Exercise goal:
Starting with the line that contains "Target: black leather jacket" and ending with the last line of the listing, print each line exactly. Pictures stay out.

━━━━━━━━━━

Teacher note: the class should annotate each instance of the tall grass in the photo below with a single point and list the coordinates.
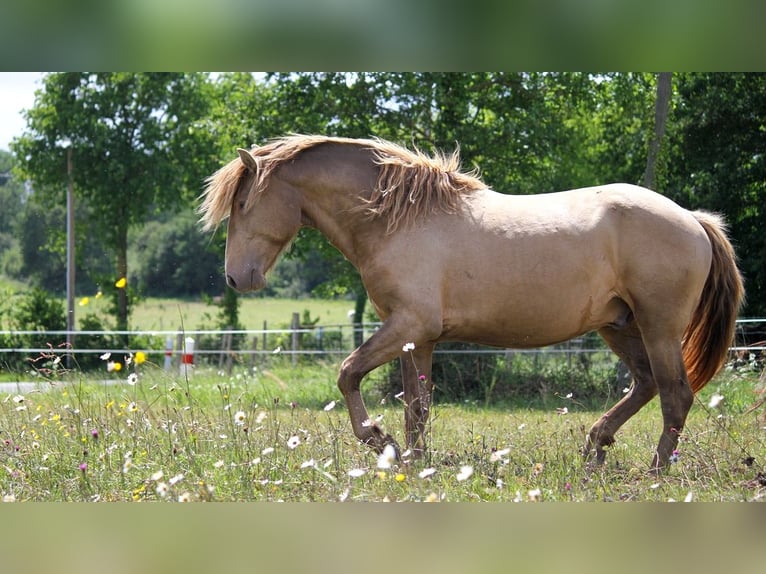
(279, 432)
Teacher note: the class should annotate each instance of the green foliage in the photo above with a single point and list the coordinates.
(174, 259)
(35, 310)
(283, 434)
(718, 137)
(462, 372)
(137, 140)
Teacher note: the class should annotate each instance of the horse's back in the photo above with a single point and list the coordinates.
(531, 270)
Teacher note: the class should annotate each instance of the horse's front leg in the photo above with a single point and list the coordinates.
(418, 388)
(385, 345)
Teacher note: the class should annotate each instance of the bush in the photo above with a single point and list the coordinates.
(36, 310)
(515, 377)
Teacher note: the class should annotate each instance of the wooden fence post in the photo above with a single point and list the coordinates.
(295, 324)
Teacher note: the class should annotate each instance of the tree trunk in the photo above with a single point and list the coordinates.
(661, 108)
(122, 294)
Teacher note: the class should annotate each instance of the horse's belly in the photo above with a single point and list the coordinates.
(530, 309)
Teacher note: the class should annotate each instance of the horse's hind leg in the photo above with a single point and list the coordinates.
(676, 396)
(627, 344)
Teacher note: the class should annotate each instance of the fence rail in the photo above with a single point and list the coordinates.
(318, 340)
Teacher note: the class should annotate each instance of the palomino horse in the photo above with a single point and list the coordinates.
(444, 258)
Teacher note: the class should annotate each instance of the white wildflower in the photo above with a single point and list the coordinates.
(715, 400)
(498, 455)
(387, 458)
(293, 442)
(465, 473)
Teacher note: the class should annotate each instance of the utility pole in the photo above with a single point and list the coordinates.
(70, 251)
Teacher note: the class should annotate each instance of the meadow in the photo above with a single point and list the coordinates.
(159, 314)
(278, 432)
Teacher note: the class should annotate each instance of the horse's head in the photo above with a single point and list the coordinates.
(262, 223)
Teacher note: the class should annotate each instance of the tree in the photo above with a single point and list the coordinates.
(140, 144)
(717, 134)
(664, 89)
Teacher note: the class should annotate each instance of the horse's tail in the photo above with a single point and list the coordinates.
(711, 330)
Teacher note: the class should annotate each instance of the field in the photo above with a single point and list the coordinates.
(278, 432)
(169, 314)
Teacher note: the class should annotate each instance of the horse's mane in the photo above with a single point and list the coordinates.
(410, 184)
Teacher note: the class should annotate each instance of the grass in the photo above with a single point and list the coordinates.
(168, 314)
(279, 432)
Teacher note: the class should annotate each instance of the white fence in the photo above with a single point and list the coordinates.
(224, 346)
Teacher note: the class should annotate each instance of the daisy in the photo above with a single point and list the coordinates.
(388, 457)
(465, 473)
(293, 442)
(498, 455)
(715, 400)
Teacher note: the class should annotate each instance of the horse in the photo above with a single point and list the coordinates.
(445, 258)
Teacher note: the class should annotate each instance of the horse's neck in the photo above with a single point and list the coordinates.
(331, 201)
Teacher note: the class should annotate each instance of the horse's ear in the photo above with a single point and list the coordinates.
(248, 160)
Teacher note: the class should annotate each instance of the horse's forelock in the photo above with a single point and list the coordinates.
(219, 192)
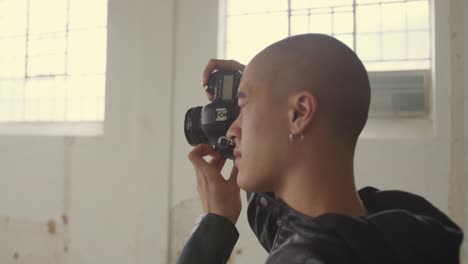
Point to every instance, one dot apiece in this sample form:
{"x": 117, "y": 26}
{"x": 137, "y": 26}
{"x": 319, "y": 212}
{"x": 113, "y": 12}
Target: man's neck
{"x": 325, "y": 185}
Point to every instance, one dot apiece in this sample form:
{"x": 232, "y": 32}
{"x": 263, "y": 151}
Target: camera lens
{"x": 192, "y": 127}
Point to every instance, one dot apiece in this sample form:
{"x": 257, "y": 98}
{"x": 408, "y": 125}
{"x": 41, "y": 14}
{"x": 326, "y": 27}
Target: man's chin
{"x": 251, "y": 186}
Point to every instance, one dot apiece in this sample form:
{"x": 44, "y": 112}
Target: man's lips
{"x": 237, "y": 154}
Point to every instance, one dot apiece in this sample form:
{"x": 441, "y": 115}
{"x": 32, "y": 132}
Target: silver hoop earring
{"x": 291, "y": 137}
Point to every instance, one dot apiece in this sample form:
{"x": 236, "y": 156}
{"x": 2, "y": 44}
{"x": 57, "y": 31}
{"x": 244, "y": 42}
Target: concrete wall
{"x": 100, "y": 199}
{"x": 129, "y": 196}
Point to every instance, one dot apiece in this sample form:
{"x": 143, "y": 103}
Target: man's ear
{"x": 303, "y": 107}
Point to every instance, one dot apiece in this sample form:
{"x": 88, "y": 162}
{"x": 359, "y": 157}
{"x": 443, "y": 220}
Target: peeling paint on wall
{"x": 31, "y": 242}
{"x": 183, "y": 217}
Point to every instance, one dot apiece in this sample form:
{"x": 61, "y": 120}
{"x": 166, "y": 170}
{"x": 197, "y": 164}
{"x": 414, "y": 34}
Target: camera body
{"x": 209, "y": 124}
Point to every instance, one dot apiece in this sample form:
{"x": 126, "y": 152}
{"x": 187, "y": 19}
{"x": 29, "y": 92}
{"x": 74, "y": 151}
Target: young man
{"x": 304, "y": 101}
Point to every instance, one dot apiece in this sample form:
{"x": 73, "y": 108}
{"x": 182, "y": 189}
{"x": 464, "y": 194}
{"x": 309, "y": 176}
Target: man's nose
{"x": 234, "y": 130}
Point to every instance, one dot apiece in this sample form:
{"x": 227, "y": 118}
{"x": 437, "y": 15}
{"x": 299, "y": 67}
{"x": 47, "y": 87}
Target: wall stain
{"x": 51, "y": 227}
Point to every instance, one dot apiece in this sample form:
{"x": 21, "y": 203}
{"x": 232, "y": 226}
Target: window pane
{"x": 87, "y": 51}
{"x": 244, "y": 6}
{"x": 418, "y": 45}
{"x": 299, "y": 24}
{"x": 368, "y": 18}
{"x": 34, "y": 82}
{"x": 12, "y": 57}
{"x": 393, "y": 17}
{"x": 368, "y": 47}
{"x": 346, "y": 39}
{"x": 13, "y": 18}
{"x": 321, "y": 23}
{"x": 306, "y": 4}
{"x": 394, "y": 46}
{"x": 46, "y": 17}
{"x": 343, "y": 23}
{"x": 418, "y": 15}
{"x": 95, "y": 12}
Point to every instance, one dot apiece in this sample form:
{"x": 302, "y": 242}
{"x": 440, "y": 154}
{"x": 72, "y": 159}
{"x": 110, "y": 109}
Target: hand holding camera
{"x": 204, "y": 127}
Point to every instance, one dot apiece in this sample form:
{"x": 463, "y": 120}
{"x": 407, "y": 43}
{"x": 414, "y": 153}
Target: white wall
{"x": 129, "y": 196}
{"x": 416, "y": 163}
{"x": 112, "y": 190}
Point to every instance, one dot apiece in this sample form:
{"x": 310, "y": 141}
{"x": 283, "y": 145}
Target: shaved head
{"x": 326, "y": 68}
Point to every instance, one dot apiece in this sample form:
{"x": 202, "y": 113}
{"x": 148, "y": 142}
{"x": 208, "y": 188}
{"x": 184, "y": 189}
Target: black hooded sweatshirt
{"x": 400, "y": 228}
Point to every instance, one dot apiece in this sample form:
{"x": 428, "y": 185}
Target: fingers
{"x": 203, "y": 168}
{"x": 218, "y": 162}
{"x": 214, "y": 64}
{"x": 233, "y": 178}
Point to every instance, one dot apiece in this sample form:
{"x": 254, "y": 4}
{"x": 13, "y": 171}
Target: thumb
{"x": 233, "y": 178}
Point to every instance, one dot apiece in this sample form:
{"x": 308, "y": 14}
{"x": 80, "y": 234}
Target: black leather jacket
{"x": 400, "y": 228}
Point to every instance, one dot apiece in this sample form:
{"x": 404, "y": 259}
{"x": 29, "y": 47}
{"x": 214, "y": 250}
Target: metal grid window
{"x": 387, "y": 35}
{"x": 52, "y": 60}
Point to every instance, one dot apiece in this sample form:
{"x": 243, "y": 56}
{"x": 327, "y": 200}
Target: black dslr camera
{"x": 208, "y": 124}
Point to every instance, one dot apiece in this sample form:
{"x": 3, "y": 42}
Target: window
{"x": 392, "y": 38}
{"x": 52, "y": 60}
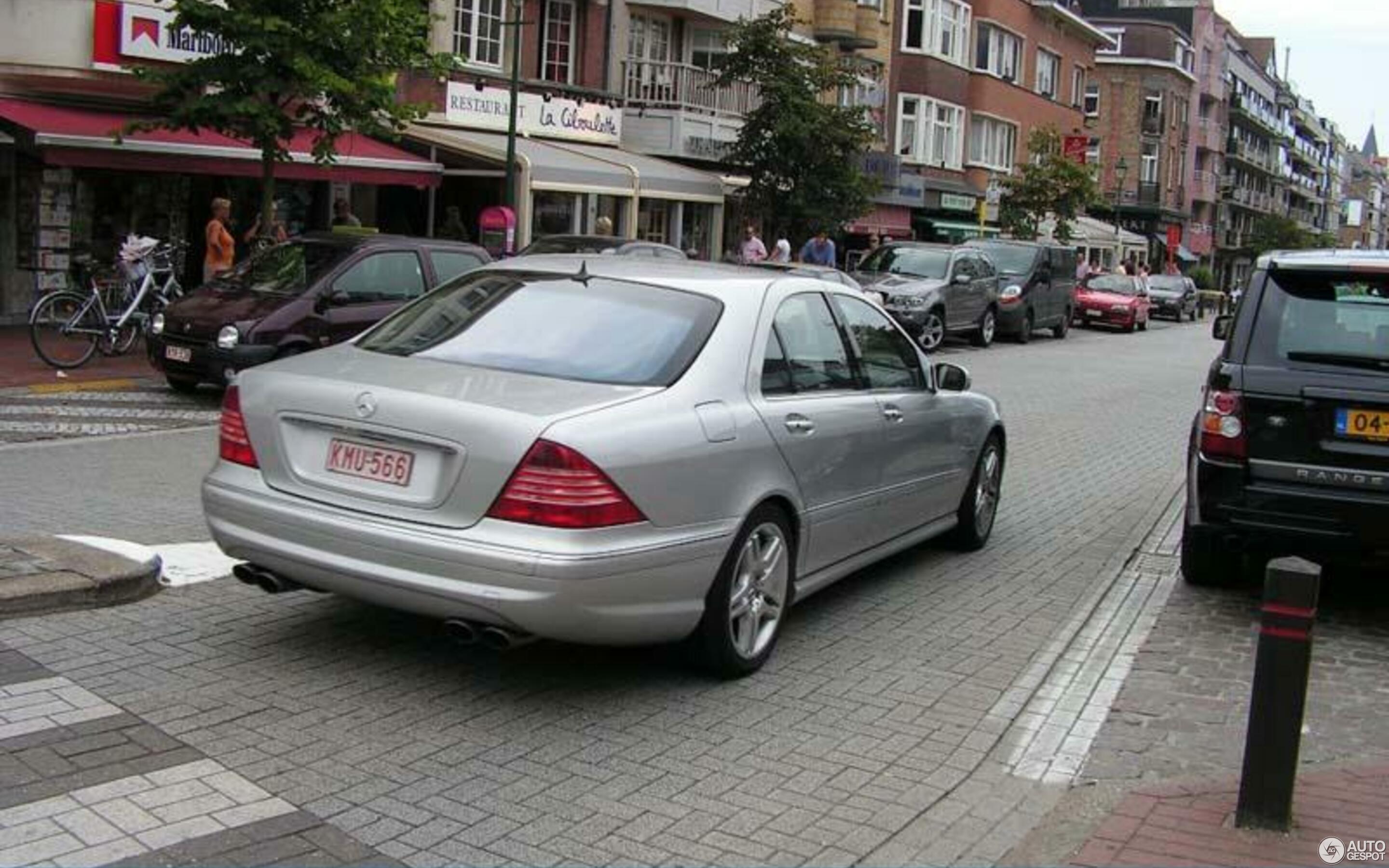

━━━━━━━━━━

Answer for the task:
Target: black leather jacket
{"x": 400, "y": 228}
Point to every instance, one dot apiece in this sample form:
{"x": 404, "y": 259}
{"x": 29, "y": 47}
{"x": 214, "y": 250}
Target: metal grid window
{"x": 387, "y": 35}
{"x": 52, "y": 60}
Point to every instance, one dot apiece in this sample form:
{"x": 243, "y": 56}
{"x": 327, "y": 200}
Target: black dslr camera
{"x": 208, "y": 124}
Point to every instance, one dot apiece in this sample form:
{"x": 3, "y": 42}
Target: window
{"x": 392, "y": 38}
{"x": 52, "y": 60}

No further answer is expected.